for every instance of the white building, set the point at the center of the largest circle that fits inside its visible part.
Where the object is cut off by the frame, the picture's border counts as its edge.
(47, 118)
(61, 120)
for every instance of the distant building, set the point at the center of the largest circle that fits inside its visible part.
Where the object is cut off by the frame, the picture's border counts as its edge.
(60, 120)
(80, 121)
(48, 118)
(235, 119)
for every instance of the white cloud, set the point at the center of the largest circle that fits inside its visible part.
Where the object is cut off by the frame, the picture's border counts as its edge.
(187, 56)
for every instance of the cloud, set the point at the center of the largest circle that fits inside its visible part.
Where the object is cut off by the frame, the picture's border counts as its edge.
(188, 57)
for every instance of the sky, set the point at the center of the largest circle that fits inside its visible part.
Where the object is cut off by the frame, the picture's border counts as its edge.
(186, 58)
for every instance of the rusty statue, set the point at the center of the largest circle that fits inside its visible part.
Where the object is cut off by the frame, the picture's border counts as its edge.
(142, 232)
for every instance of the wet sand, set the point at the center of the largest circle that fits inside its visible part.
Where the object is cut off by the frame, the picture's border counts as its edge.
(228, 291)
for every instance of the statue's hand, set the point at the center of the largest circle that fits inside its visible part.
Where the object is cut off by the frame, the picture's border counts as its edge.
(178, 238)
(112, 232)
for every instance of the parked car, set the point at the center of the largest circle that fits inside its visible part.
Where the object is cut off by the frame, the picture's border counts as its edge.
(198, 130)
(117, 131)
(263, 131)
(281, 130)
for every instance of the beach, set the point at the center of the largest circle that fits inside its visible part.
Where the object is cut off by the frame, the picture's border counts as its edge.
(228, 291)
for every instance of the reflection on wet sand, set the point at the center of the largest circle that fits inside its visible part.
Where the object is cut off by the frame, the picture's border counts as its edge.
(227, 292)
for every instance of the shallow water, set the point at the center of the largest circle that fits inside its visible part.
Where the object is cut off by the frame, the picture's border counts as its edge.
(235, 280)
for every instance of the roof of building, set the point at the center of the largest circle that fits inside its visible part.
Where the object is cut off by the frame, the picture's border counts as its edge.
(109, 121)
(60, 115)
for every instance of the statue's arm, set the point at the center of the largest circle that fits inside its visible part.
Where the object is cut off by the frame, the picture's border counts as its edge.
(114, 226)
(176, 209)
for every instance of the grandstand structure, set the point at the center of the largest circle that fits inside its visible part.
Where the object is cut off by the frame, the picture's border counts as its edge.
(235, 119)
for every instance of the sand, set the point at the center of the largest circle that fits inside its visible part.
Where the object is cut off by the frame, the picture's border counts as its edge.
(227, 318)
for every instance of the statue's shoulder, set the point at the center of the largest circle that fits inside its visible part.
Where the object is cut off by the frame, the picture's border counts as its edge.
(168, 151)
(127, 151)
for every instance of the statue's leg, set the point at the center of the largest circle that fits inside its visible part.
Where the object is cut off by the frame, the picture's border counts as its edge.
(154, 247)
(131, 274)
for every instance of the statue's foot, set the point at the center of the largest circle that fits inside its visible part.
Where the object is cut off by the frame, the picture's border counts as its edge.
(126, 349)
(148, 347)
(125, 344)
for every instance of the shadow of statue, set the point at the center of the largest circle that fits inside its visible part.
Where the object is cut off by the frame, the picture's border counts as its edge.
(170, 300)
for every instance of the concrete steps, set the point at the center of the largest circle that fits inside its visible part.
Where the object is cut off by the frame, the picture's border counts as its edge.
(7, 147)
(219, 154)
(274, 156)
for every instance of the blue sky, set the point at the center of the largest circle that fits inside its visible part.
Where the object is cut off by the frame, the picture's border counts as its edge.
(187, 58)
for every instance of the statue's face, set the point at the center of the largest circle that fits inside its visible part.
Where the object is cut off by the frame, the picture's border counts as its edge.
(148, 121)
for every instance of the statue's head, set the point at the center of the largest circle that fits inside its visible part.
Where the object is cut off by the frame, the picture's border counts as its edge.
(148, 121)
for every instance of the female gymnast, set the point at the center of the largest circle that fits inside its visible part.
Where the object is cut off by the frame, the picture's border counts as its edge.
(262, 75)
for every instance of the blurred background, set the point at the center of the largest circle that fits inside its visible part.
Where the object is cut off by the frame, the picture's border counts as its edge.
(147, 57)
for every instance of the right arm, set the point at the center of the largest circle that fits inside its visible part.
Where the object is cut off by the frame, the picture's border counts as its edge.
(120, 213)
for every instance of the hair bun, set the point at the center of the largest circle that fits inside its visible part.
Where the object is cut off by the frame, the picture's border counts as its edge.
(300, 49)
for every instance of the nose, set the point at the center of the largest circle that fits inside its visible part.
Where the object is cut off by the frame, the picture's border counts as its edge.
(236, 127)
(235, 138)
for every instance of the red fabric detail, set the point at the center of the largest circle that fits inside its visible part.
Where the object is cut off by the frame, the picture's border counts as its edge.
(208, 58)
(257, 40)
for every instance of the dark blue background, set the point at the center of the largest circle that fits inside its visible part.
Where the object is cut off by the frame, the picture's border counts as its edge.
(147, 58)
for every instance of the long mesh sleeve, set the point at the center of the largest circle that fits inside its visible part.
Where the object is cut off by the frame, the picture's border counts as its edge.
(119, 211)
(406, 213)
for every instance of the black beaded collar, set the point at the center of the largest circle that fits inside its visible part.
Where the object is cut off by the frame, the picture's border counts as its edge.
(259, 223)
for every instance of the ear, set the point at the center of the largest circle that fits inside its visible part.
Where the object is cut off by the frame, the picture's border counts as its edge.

━━━━

Task objective: In your answer, repeat each of the records exactly.

Response below:
for every instance of the white building, set the point at the center of the largest circle that fits inside its visible part.
Where the object is cut off by the frame, the picture's border counts as its edge.
(47, 118)
(61, 120)
for every instance of the distant building, set the point at the center of the largest circle that fits inside its visible part.
Where the object is cut off by the frame, the picture's border counts as its edge.
(60, 120)
(80, 121)
(48, 118)
(235, 119)
for every instance of the white cloud, set the point at the center of the largest circle that fits inside its visible part.
Where the object is cut off by the frame, the picture's border counts as its edge.
(187, 56)
for every instance of the cloud, set the point at the center of the largest circle that fits inside its visible part.
Where the object is cut off by the frame, the picture's border counts as its edge.
(188, 57)
for every instance of the sky, set the point at the center of the largest circle that fits inside its visible part.
Where the object is cut off by the frame, the picture's border counts as its edge.
(186, 58)
for every instance of the rusty statue, set the point at the center of the largest circle that fits inside its visible part.
Where the object is cut off by the frame, the picture's border counts as its edge.
(142, 232)
for every instance of the wet sand, set the point at the center of the largest circle that fits inside its visible part.
Where the object is cut off by the frame, the picture's border counts as its edge.
(228, 291)
for every instance of the statue's hand, set the point at the center of the largest circle that fits inside its visible part.
Where the object is cut off by the frame, the picture's border counts as its edge.
(178, 238)
(112, 232)
for every instance of the parked car, set the point at the center of the largest circle that fits inside its visible part.
Where the object is cut off by the frame, the picture's border counts as its edge.
(198, 130)
(117, 131)
(263, 131)
(281, 130)
for every instance of the beach, set the point at the center of the largest circle that fits inside its visible part.
Where the object is cut off by the frame, the picture's border counts as its edge.
(228, 291)
for every instance of the reflection on wet sand, set the point at the center of the largest circle that fits inside its visible part.
Where the object is cut off by the frame, the picture's border counts as its edge.
(227, 292)
for every instance of the shallow water, set the point at the center of the largest circle that fits inside its visible part.
Where the object is cut off by the frame, the picture's border counts as its edge.
(235, 280)
for every instance of the roof of building, set the point at the center of the largest circle that fits inside its visible part.
Where the object is cut off by the frame, the picture's border counts as its edge.
(109, 121)
(60, 115)
for every instance of the statue's arm, set the point at the center of the largest circle that fits inside its visible part.
Where the object is cut off by the frame, the picture's border counts as its edge.
(114, 226)
(176, 209)
for every instance of the grandstand structure, set the point at the center of the largest circle that fits inside its visible part.
Where the object is cut off by the frame, the picture's border counts as its edge.
(235, 119)
for every instance of the sand, set the point at the center of the largest circle that fits inside its visible part.
Where the object is cut off by the frame, the picture's border counts as its edge.
(227, 318)
for every instance of the statue's shoulder, set the point at the center of the largest circle that fits inside its visible part.
Where the object is cut off by the frame, the picture's border counts as its edge.
(168, 151)
(127, 151)
for every instance of the statue's leg, set the point at the center of the largest circle that fits inside its visible part.
Where the object is cut off by the frame, the picture's border counts as its edge.
(154, 247)
(131, 274)
for every instance of the statue's foot, set the point at the center of the largest circle that fits inside its visible part.
Where the object is cut off by the frame, the picture's border counts as its edge.
(126, 349)
(148, 347)
(125, 344)
for every instance of the shadow of statue, set the point at the center of the largest circle that fits inside its visible part.
Where the object is cut off by the frame, the picture's border counts as its edge.
(170, 300)
for every instance of the concrete steps, set the point at the center of the largest circle that fits inside its visible part.
Where the object is cut off by the frame, the picture's border counts as its edge.
(7, 147)
(219, 154)
(274, 156)
for every instance of the blue sky, set the point at the center of the largest circle that fits inside its visible part.
Where the object is cut off by the frame, the picture's border counts as its edge.
(187, 58)
for every instance of the statue's face, set the point at the center of the largest circle that fits inside its visible part.
Where the object is cut off by the frame, the picture's border counts as its edge.
(148, 121)
for every instance of the statue's head, set the point at the center of the largest circle that fits inside its visible part.
Where the object is cut off by the frame, the picture's border counts as its edge.
(148, 121)
for every instance of the female gymnast, set the point at the center of the largest circle that fits inside its visible part.
Where the object is cut off by the frame, the picture's border counts as its edge.
(262, 75)
for every instance of the blurred background, set the point at the center of the largest circle that fits inside its visible part.
Where the object is cut off by the frame, the picture's border counts as its edge.
(147, 57)
for every instance of the right arm, set the point at the center of the largest circle that fits inside its visible part.
Where the object is cut off by the frame, the picture's border counts as its edge.
(120, 213)
for every instance of the hair bun, set the point at the center of the largest circle that fits inside its visible part.
Where the object is cut off by the frame, the picture's border counts as its edge.
(300, 49)
for every instance of the nose, set the point at the center of the largest circle that fits inside its visible part.
Where the object is cut off by the frame, the picture's border counts as its edge.
(236, 127)
(235, 138)
for every instance of the red fabric detail, set the point at the center of the largest circle that fits inside its visible part.
Where the object is cut off by the frame, the picture's border counts as its edge.
(208, 58)
(257, 40)
for every instance of the dark blue background, set the point at the center of the largest circle that fits inside its visible part.
Where the object is cut off by the frame, the picture's border counts as its edge.
(147, 58)
for every instance of the long mesh sleeve, set the point at the center of the largest circle that fits inside its visible part.
Where the object is cut off by the frame, the picture's border counts as its edge.
(119, 211)
(406, 213)
for every instance of the black beaded collar, set the point at the center of the largest circle that fits inside its visible part.
Where the object is cut off by the frame, the picture's border counts as its edge.
(259, 223)
for every instance of the ear, set the point at the center of the largest circle that fits inside its visible part.
Where the object is cut off by the frame, the picture's border counts as its edge.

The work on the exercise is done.